(DATA FOR THIS TASK)

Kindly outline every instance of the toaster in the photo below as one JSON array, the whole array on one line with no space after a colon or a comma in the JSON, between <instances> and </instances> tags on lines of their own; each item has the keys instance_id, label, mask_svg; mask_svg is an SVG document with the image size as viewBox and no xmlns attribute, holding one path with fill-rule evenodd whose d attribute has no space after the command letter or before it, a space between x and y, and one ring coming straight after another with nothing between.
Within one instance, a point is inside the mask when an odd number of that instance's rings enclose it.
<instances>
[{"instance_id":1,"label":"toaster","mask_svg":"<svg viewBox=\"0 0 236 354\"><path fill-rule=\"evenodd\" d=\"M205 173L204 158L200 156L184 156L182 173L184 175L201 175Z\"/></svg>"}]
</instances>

(End DATA FOR THIS TASK)
(DATA FOR THIS TASK)

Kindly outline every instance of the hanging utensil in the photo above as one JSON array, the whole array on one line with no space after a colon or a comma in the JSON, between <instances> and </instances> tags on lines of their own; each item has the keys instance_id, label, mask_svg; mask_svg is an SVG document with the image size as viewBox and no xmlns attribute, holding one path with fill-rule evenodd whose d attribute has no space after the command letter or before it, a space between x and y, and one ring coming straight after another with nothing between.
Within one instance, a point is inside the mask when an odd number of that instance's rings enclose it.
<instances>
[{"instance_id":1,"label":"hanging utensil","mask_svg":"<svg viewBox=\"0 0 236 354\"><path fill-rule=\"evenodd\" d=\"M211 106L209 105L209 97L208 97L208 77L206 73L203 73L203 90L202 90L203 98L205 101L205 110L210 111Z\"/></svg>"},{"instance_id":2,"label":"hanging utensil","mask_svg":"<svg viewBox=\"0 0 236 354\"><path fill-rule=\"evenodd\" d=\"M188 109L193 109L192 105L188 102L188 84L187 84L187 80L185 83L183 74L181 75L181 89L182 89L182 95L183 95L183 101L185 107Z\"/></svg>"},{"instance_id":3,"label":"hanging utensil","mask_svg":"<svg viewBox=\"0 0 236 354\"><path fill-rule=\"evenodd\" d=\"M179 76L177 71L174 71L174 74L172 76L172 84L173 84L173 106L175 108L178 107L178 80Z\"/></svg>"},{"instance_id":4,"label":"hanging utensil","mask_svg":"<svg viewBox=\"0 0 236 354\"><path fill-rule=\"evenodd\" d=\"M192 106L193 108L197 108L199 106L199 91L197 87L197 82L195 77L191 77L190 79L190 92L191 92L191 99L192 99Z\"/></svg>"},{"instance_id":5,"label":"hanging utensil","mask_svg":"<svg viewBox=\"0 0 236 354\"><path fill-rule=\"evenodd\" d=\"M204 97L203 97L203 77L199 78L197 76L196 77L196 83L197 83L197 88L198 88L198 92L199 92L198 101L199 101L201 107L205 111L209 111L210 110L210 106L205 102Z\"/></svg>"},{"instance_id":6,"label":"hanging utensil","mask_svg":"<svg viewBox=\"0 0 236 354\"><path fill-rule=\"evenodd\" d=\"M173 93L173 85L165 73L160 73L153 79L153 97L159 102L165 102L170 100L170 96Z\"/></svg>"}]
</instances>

(End DATA FOR THIS TASK)
(DATA FOR THIS TASK)

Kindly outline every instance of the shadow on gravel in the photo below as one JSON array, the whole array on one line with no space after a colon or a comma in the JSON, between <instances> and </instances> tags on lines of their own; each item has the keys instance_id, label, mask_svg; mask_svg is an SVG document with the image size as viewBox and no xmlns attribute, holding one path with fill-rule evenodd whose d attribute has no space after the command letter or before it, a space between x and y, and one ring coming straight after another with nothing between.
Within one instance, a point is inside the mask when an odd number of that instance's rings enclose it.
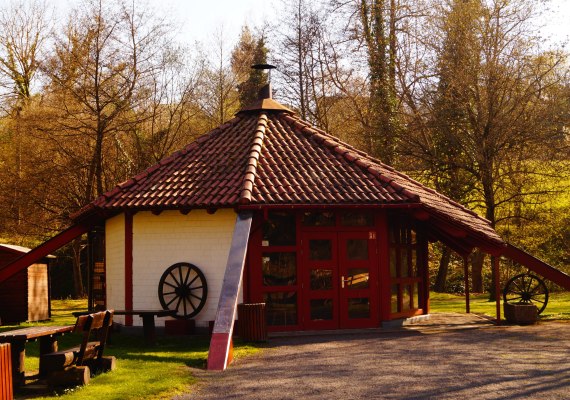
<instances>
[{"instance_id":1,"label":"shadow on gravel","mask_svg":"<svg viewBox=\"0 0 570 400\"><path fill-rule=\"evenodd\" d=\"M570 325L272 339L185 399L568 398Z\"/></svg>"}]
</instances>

(End DATA FOR THIS TASK)

WHAT IS NEEDED -
In the data above, each line holding "below" is to be found and copied.

EXERCISE SOLUTION -
Kindly outline every instance of the toaster in the photo below as one JSON array, the whole array on one line with no space after a colon or a comma in the JSON, between <instances> and </instances> tags on lines of their own; each item has the keys instance_id, label, mask_svg; mask_svg is an SVG document with the image size as viewBox and no xmlns attribute, holding one path with fill-rule evenodd whose d attribute has no space after the command letter or before it, a space between x and y, and one ring coming straight after another with nothing between.
Kindly outline every instance of the shadow on gravel in the photo below as one JSON array, the whole array on one line with no space after a colon or a comma in the JSON, between <instances> and </instances> tags on lines of their own; each item has the keys instance_id, label, mask_svg; mask_svg is an SVG document with the image size as viewBox and no xmlns attribute, holding one path with fill-rule evenodd whose d attribute has no space after the command letter or before it, a space between x and y, and one ring coming straight after another with nothing between.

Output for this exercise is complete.